Exercise requirements ->
A) Extract the passage of the Iraq news report between "Fedotov told the" and "sanctions against Iraq.", inclusive.
B) Using the news report on postwar Iraq, answer these questions:
(i) Which military governs the port town of Umm Qasr under a similar arrangement?
(ii) Which news agency did Yuri Fedotov speak to?
(iii) How many creditor nations make up the Paris Club?
C) Carry on the news report on postwar Iraq, starting after its final sentence.

Study text ->
------------------------------------------------------------

They will elect 24 delegates to form a city council, along with six other members hand-picked by Odierno to represent the business community. A mayor and his deputy will be chosen by the council – but subject to Odierno’s approval.

The move comes as the US-led coalition authorities in Iraq seek to re-establish local governments in communities throughout Iraq and gradually transfer authority from the military to civilians as both groups struggle to restore basic public services and improve the security situation.

“You must throw off the chains of a brutal dictatorship and the choke hold of a socialist command economy,” Odierno told residents of Kirkuk at a meeting today. ”The message: You must embrace democracy and a market economy.”

Two other towns, the northern city of Mosul and the southern port town of Umm Qasr, are being governed under similar arrangements with the American and British militaries respectively.

In another effort to restore order in Iraq, the US has tapped a former New York City police chief to help re-establish the police and prison services.

Meanwhile, on the international front it pushed for a vote on a UN resolution that will help rebuild the country, with Russia, China and France making it clear they want major changes in the US-backed resolution.

In Moscow, Deputy Foreign Minister Yuri Fedotov, Russia’s diplomatic point man on Iraq, said he believed that despite questions raised by the resolution, sponsored jointly by the US, Britain and Spain, it was possible to reach an acceptable solution.

Fedotov told the ITAR-Tass news agency that the resolution raised questions about “the mandate of temporary occupational forces and their authorities” and also on the process of lifting international sanctions against Iraq.

In Deauville, France, US Treasury secretary John Snow sought today to expand international efforts to determine the size of Iraq’s huge debts – estimated in the tens of billions of US dollars – at a meeting of finance ministers from the Group of Eight nations at this Normandy coast resort.

The Paris Club of 19 creditor nations, which includes the US, is already studying the extent of Iraqi debts. But Washington wants to survey countries that are members of that group to find out how much Iraq owes them, according to a US official.

In Baghdad, L Paul Bremer, US President George W Bush’s new chief civilian administrator for Iraq, wants Bernard Kerik, who led the New York Police Department through the September 11, 2001, terrorist attacks, to “assist in the establishment of security, stability and law and order in Iraq,” a US Defence Department statement said.

------------------------------------------------------------

Provided material ->
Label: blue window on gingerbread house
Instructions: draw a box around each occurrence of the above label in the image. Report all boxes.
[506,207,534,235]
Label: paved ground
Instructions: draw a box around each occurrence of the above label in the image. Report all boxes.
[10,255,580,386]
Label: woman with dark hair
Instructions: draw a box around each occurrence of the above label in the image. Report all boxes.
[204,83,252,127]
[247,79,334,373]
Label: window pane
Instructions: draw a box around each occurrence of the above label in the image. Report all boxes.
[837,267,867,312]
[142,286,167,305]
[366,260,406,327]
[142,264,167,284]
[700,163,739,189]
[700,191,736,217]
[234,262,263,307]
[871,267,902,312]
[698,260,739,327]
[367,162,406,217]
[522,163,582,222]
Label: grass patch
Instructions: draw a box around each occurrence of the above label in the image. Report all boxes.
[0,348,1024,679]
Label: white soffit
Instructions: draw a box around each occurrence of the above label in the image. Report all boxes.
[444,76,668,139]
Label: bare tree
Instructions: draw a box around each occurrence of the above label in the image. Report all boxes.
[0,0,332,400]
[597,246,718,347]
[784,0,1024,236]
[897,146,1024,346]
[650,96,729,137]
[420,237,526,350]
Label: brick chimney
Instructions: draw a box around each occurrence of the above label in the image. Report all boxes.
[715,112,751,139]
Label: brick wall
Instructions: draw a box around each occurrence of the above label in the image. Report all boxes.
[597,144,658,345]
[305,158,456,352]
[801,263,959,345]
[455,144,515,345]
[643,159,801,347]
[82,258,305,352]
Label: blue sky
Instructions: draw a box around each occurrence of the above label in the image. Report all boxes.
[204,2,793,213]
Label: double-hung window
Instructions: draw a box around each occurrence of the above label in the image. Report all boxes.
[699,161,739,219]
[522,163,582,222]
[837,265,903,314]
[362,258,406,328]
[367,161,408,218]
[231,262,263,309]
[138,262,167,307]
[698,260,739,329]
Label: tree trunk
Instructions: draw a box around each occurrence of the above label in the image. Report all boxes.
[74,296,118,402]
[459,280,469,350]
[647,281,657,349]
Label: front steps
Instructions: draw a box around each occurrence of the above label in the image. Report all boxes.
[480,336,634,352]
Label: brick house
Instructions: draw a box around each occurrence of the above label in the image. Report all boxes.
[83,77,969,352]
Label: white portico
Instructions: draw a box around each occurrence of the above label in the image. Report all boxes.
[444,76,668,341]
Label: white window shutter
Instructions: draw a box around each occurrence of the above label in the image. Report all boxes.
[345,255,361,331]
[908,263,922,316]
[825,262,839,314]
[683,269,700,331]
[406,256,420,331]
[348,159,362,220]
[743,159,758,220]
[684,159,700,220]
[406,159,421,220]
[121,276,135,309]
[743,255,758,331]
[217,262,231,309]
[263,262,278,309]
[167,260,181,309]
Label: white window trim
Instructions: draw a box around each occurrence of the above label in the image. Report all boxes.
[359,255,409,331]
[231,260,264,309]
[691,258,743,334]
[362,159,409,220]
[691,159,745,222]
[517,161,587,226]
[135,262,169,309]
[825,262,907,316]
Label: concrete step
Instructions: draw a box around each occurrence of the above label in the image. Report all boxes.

------------------------------------------------------------

Answers per task ->
A)
Fedotov told the ITAR-Tass news agency that the resolution raised questions about “the mandate of temporary occupational forces and their authorities” and also on the process of lifting international sanctions against Iraq.

B)
(i) The British military
(ii) ITAR-Tass
(iii) 19

C)
Bremer himself has just taken over from retired Lt Gen Jay Garner, whose administration was criticised for failing to stem the breakdown in security in Baghdad and other cities. In recent days, US authorities have blamed security problems on the fact that Saddam emptied Iraq’s prisons in the dying days of his regime, putting tens of thousands of hardened criminals back on the streets.

Even though Baghdad police have begun returning to work – and the US Army sent in 2,000 military policemen and promised more – many of the five million residents of the capital are still afraid to venture out at night. Reports still stream in of kidnappings, rapes and carjackings.

US troops are “trying to keep the bad guys off the streets so the good guys can have normal lives.” 2nd Lt Cody Williams, whose squad is patrolling the streets. Most of those arrested were former prisoners who “are making their way back to prison,” he said.

At the UN, Security Council members finished a paragraph-by-paragraph review of the nine-page revised US draft resolution late Friday. Many called for a stronger UN role in postwar Iraq and greater transparency by the occupying powers, the US and Britain, diplomats said.

Russia and France have called for sanctions to be suspended – not lifted – and for UN weapons inspectors to certify that Iraq’s weapons of mass destruction have been eliminated, as called for in the Security Council resolution imposing the punitive measures. The inspection issue is not addressed in the draft resolution.

The alleged presence in Iraq of vast quantities of banned chemical and biological and the imminent danger that some might be transferred to terrorist groups was cited by Washington and London the main reason for the attack on Iraq.

Despite extensive efforts, no trace of those weapons has been discovered.